● PROBLEM:
Please render the part of the items below that opens with the line containing "out the dark" and closes with the line containing "[(99, 520), (245, 511), (96, 453)]" as a numbered list, with both of those lines included and any blank lines left out.

Stored data

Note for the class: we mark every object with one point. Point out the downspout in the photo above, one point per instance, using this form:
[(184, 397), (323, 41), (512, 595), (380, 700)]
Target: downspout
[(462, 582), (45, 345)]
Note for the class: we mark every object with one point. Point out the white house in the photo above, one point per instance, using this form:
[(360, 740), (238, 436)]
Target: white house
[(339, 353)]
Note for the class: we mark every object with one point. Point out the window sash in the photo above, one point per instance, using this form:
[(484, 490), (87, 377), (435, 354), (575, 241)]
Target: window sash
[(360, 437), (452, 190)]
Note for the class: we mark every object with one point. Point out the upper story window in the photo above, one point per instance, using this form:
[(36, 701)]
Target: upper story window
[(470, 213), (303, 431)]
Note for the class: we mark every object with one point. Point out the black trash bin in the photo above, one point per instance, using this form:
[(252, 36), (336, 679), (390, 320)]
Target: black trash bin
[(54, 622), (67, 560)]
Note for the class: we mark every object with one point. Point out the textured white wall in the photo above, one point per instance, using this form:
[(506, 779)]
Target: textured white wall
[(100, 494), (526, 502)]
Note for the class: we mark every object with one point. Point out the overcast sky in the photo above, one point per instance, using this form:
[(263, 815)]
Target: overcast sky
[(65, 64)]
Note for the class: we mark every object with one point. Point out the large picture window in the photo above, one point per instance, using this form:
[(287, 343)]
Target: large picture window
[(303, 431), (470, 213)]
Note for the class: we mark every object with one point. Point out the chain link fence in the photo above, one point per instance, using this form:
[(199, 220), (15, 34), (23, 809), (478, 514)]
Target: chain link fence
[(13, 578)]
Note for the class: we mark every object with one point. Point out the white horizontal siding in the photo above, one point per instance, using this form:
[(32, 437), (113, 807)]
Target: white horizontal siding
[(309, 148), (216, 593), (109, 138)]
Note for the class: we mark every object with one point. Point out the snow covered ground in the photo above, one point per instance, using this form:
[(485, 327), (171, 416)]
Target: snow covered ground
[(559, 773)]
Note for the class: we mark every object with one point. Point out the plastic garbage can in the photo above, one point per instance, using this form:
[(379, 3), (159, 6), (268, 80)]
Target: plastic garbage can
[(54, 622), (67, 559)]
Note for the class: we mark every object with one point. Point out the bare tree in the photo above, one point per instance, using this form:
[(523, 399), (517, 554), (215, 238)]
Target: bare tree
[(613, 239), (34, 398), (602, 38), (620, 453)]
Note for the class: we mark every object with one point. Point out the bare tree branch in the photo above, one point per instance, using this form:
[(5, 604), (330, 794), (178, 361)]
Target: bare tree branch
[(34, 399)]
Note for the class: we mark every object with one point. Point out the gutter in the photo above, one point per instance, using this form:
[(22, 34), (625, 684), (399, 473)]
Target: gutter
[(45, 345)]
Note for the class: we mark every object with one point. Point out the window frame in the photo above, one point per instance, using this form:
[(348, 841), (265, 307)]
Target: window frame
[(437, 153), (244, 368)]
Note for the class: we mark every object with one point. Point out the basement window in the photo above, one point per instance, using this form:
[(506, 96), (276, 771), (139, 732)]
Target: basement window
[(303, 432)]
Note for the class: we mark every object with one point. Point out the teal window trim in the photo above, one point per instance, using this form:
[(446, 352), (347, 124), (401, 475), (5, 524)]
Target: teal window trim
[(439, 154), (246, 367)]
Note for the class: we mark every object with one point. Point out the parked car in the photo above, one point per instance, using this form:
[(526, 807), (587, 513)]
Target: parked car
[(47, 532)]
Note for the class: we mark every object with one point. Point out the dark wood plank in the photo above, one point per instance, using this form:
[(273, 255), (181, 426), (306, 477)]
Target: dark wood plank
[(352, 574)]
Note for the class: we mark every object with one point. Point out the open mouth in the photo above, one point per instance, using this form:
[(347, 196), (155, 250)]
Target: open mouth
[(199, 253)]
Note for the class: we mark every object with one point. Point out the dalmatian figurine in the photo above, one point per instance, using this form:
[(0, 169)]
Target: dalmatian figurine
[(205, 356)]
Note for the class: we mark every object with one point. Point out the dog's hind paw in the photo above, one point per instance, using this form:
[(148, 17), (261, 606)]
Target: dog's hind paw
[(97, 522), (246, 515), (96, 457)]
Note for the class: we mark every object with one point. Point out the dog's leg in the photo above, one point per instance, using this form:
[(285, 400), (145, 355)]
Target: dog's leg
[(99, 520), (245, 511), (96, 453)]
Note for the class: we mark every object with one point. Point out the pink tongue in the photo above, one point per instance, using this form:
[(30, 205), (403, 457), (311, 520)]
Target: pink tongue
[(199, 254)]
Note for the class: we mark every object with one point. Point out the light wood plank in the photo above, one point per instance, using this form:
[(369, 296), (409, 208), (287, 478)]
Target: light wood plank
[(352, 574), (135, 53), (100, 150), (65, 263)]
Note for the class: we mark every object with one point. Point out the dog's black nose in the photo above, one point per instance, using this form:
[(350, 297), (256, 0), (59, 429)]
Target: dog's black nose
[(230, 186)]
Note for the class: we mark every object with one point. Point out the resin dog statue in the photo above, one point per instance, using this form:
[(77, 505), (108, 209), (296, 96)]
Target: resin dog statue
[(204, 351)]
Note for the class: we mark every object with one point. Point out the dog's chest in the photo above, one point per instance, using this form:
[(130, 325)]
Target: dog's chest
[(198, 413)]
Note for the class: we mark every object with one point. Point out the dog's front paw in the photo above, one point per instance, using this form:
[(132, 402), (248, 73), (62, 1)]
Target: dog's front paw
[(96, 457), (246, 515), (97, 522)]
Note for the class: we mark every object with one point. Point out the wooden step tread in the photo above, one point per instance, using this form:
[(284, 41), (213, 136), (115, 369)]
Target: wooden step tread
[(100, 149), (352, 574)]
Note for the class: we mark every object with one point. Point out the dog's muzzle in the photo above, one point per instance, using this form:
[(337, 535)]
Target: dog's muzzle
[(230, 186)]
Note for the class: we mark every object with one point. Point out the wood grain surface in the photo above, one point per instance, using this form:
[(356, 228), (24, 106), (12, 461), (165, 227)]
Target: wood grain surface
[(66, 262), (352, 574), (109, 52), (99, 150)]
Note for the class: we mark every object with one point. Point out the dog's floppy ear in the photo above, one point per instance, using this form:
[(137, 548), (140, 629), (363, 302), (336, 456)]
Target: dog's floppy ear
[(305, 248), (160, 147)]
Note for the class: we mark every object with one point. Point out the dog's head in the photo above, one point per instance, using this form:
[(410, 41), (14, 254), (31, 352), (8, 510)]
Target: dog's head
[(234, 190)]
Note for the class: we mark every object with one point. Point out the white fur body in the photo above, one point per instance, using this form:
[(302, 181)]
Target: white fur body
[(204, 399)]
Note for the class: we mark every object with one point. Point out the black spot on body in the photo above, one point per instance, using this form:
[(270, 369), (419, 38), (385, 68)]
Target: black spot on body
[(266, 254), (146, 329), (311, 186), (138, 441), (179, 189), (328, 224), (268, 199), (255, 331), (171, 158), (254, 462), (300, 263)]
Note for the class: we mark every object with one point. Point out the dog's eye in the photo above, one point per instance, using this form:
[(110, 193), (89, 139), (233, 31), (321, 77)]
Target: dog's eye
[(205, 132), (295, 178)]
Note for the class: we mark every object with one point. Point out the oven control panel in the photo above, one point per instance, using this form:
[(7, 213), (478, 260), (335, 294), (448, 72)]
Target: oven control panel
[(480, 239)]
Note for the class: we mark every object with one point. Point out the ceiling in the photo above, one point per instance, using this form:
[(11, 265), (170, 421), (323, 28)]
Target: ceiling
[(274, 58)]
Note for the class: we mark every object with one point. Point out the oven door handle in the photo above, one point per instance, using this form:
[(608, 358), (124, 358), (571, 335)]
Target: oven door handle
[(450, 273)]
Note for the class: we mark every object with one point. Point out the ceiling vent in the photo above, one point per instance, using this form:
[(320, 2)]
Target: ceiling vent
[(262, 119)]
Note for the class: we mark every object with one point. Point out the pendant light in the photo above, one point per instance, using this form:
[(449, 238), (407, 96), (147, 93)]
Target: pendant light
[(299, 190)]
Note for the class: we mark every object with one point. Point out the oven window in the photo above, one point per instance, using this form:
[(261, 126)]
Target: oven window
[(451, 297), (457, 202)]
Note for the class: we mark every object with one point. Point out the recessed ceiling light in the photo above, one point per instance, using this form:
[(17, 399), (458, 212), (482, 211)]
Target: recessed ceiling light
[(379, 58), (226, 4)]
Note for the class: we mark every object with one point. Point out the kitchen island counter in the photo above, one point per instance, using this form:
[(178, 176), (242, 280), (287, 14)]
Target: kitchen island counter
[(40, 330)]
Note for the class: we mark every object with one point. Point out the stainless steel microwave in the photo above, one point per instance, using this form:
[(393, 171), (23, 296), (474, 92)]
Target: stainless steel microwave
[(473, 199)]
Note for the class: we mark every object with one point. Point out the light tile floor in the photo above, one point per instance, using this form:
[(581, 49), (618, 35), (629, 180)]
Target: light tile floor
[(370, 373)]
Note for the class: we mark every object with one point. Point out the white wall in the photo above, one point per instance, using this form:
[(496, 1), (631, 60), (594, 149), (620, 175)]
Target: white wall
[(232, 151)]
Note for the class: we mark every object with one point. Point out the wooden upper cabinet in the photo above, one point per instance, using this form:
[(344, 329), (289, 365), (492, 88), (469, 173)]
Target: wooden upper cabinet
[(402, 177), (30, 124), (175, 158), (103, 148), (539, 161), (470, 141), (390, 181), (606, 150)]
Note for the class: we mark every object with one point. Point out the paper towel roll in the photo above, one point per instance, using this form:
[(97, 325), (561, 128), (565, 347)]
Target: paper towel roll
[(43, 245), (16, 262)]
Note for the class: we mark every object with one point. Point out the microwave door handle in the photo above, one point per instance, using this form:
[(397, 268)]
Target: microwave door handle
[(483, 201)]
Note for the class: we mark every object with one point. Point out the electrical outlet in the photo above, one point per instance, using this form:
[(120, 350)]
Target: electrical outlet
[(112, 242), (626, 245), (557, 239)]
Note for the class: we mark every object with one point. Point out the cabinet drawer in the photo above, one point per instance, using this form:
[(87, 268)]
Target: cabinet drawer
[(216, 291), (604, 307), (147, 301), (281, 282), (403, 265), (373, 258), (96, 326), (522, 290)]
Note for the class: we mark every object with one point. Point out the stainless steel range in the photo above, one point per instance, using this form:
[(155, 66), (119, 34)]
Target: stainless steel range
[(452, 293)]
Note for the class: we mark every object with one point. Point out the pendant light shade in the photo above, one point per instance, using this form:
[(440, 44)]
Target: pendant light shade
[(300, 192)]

● ANSWER TO THIS EXERCISE:
1. Note for the class: we mark every object with one point. Point out the dark wood plank in the photo above, one point per instance, using this form:
2. [(273, 255), (181, 426), (306, 477)]
3. Target: dark wood plank
4. [(352, 574)]
5. Note for the class: we mark every object with one point. Point out the open mouth in the photo above, one point per instance, using this form:
6. [(347, 196), (155, 250)]
7. Target: open mouth
8. [(199, 253)]
9. Note for the class: we mark every object with one point. Point out the dalmatian figurine in the photo above, one point per instance, using this form:
10. [(0, 169)]
11. Target: dalmatian figurine
12. [(205, 356)]
13. Note for the class: we mark every object with one point. Point out the dog's hind paw in the photo above, one point per instance, using this form:
14. [(148, 17), (261, 606)]
15. Target: dog's hind paw
16. [(97, 522), (246, 515), (96, 457)]
17. Note for the class: we mark every object with one point. Point out the dog's leg in the photo above, one point per instance, using this form:
18. [(285, 400), (145, 355)]
19. Target: dog's leg
20. [(99, 520), (245, 511), (96, 453)]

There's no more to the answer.